• FRAGMENTO SELECCIONADO:
◆ ◆ ◆ ◆
La narrativa climática presenta a los grandes poderes como benefactores de cuyas intenciones se prohíbe dudar, al tiempo que fuerza a la sociedad a convertirse en policía que defienda la nueva verdad.

De nuevo llueve en España. Llueve mucho además. No es que llueva torrencialmente pero sí de manera constante. Llámenme carca si quieren, pero soy de esos que se alegran de que llueva. Pienso en lo bonito que estará todo en verano, en los intensos colores que nos ofrecerá el paisaje de mi amado Valle del Tiétar, la alegría de ver el agua cayendo por las gargantas de la Sierra de Gredos, ese torrente de agua cristalina y bulliciosa que colmará las pozas en las que se bañarán mis hijos. Lamentablemente, los hay que están empeñados en impedir que mis bucólicas fantasías fluyan como el agua que cae en estos primero compases de la primavera. Los apóstoles de la "nueva anormalidad" climática, que de tanto predicamento que gozan en estos días que nos ha tocado vivir pretenden "aguarme la fiesta", nunca mejor dicho. Cuando llueve, cambio climático, cuando no llueve, cambio climático. Si tenemos temperaturas cálidas, cambio climático, si bajan las temperaturas repentinamente, cambio climático. Si nieva en marzo, cambio climático, y si no nieva, pues también. Todo es tan anormal que, de puro habitual, pasa a ser normal. La excepcionalidad permanente, a cuyo sonido nos hemos acostumbrado en pandemia. En cualquier caso, estamos en abril y llueve.
◆ ◆ ◆ ◆
• INFORMACIÓN PROPORCIONADA:

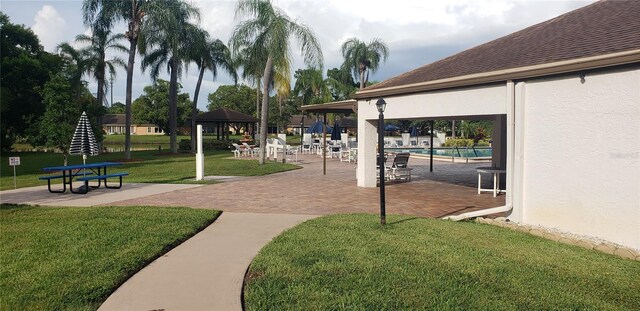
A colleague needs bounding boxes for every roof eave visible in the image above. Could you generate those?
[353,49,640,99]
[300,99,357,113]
◆ ◆ ◆ ◆
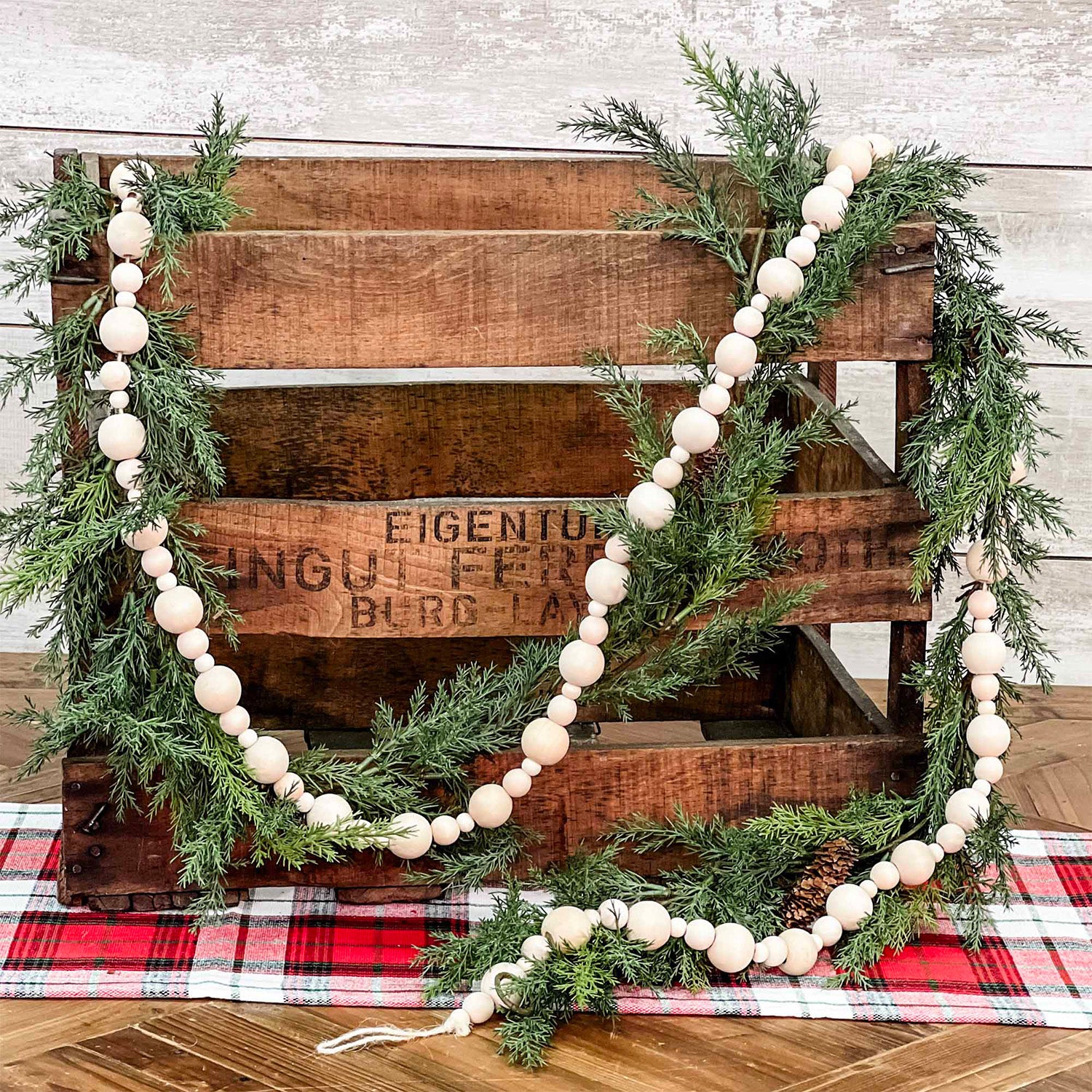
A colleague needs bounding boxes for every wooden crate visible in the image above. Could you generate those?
◆ ◆ ◆ ◆
• REQUISITOS DEL PROBLEMA: Por favor, transcribe del fragmento sobre la lluvia todo lo que va desde "La narrativa climática" hasta "la nueva verdad.".

• SECCIÓN DE RESPUESTA:
La narrativa climática presenta a los grandes poderes como benefactores de cuyas intenciones se prohíbe dudar, al tiempo que fuerza a la sociedad a convertirse en policía que defienda la nueva verdad.